[Extracted data entries]
==*==

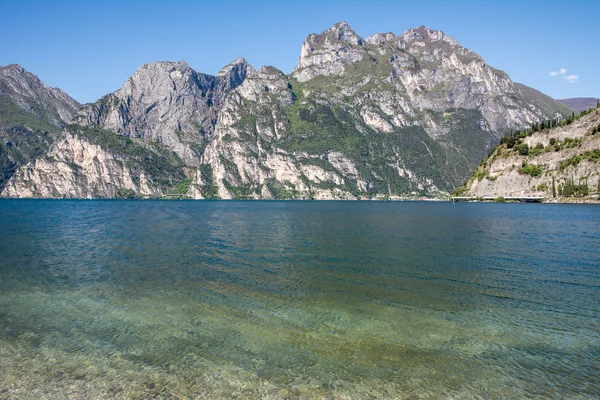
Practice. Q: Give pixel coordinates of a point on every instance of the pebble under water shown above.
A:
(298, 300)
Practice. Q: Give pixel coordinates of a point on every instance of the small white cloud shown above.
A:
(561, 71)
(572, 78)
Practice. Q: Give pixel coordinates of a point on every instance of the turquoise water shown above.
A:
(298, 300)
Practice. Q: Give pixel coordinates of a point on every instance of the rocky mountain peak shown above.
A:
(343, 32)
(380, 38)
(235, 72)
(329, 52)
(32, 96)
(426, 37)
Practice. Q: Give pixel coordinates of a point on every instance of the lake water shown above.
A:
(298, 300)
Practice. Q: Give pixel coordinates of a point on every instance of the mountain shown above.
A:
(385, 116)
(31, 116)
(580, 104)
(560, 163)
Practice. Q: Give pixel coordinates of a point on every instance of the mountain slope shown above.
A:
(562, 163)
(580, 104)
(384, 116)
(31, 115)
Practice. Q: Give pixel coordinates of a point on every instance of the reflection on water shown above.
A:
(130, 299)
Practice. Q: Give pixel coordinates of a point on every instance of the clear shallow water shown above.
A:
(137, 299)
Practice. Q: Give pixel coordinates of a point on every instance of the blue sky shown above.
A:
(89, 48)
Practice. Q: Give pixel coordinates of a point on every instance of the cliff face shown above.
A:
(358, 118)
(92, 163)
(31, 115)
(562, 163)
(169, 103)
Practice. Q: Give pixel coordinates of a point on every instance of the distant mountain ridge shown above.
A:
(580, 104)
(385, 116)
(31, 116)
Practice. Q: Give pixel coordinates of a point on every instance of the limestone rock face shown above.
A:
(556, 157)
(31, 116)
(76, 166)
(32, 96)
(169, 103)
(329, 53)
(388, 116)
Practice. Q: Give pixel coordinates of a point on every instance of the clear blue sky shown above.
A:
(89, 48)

==*==

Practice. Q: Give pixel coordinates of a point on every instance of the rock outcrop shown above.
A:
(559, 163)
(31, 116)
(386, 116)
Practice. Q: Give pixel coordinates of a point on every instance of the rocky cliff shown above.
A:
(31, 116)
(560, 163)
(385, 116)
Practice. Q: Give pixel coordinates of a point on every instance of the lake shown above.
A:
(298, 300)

==*==

Task details: If a line in the records above contains the string "clear", copy that line out.

Answer space:
Practice. Q: Give pixel coordinates of a point on every instance of the clear shallow water shown above.
Practice. Q: Give pixel coordinates of a point on every instance of the clear blue sky shown above.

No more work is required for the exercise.